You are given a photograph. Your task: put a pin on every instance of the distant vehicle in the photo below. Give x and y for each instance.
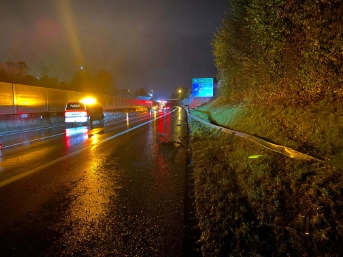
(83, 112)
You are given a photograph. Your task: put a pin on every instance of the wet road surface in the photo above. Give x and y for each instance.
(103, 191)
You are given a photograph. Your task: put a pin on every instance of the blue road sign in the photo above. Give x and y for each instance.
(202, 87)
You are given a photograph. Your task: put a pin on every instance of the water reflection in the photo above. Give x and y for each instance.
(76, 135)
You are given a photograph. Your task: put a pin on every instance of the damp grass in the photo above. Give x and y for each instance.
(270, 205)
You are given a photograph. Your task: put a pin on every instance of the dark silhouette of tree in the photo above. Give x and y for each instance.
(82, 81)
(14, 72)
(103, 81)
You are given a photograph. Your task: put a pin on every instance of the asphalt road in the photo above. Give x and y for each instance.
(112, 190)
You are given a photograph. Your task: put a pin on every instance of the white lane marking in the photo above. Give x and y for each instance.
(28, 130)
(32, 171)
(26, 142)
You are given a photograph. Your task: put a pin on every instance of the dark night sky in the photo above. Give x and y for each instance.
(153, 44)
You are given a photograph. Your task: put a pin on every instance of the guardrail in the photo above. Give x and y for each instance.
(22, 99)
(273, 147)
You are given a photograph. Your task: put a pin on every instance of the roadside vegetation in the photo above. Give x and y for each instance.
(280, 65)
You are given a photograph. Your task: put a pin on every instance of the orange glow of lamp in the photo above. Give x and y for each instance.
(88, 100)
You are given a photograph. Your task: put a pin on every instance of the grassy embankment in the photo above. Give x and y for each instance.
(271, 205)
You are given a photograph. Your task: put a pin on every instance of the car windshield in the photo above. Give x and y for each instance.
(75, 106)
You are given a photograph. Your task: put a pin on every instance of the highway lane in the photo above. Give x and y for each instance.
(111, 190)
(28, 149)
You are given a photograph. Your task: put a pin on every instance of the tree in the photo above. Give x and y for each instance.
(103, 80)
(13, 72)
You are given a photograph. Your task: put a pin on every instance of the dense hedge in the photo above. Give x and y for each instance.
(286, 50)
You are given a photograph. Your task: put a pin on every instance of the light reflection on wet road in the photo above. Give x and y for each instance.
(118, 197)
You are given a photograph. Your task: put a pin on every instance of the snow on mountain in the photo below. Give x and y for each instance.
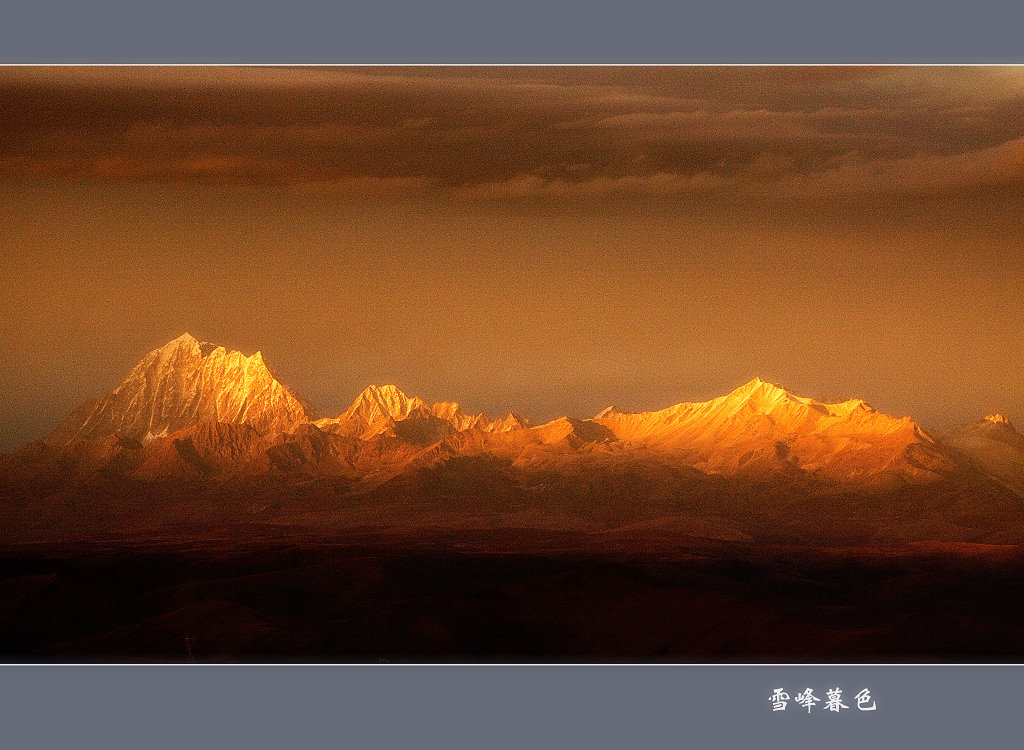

> [Task statement]:
Copy every line above word for word, leaving out the pictures.

> [Expected output]:
You are given a photograph. Your task: put a pin on every instance of the distant vehicle in the photo below. Give x and y for each instance.
(83, 112)
You are given a photograph. Your task: put a pin on every instance of the wet road surface in the photo above. Give x and y for each instance.
(103, 191)
You are given a photograph. Your task: put a pin on every instance of the blue road sign in the photo above. Give x and y for each instance.
(202, 87)
You are given a photograph. Your task: put a pin on every instance of the water reflection in the photo above. Give x and y for each instance.
(76, 135)
You are given a photograph. Your task: put a pin on every instance of the damp grass in the photo above. Give x and y for each instance.
(270, 205)
You are given a photograph. Your task: put a pin on every instance of the dark silhouette of tree in the photo above. Give x and y for each instance.
(82, 81)
(14, 72)
(103, 81)
You are given a photograph. Your task: put a pin on every instance of the asphalt road in the photo above. Give x and y for each instance.
(112, 190)
You are given a photograph. Your task: put a pin on every instance of the white lane marking in the photo above. Give x and y for each instance.
(28, 130)
(32, 171)
(26, 142)
You are given a photograph. Your task: put a pin on every instance of the dark night sky in the photo above. Give x and y for each instance.
(153, 44)
You are given a photograph. Your task: put a pin on every instance of the guardrail in the photo above. Give x and y for each instance.
(22, 99)
(273, 147)
You are given a photograph. Your task: put a pin on every instance of the roadside vegetation in the photo above. Give x and y for each instance.
(280, 65)
You are given a photograph. Your task: put a pin on every instance of the orange glow of lamp in the photo above. Give x and y for each instance.
(88, 100)
You are given a photograph. Your task: put a pin on every instance of the grassy embankment in the photo above. Give x and y for each instance.
(271, 205)
You are given a photograph. Your task: put a pin on every instance of the car windshield in the photo above. Give x and y for each instance.
(75, 106)
You are given a photograph. Your task: put a pin on every instance of the highway lane in the photo above. Give x and y for each instance.
(111, 190)
(28, 149)
You are given a photograph. Your task: put a pin on every instance of the tree in the photo above. Give x and y for each instance.
(103, 80)
(13, 72)
You are given a photograph. Your task: put a pin on every instance of the dense hedge in the photo above. Give x and y for each instance.
(286, 50)
You are given a photograph. Your task: put a pin on every instance of the light reflection on wet road in the photo above. Give x and y for each instance.
(118, 197)
You are given a photograph. Your task: put a pin on every instance of the snow on mountain in the photo below. Give x and y for each instance.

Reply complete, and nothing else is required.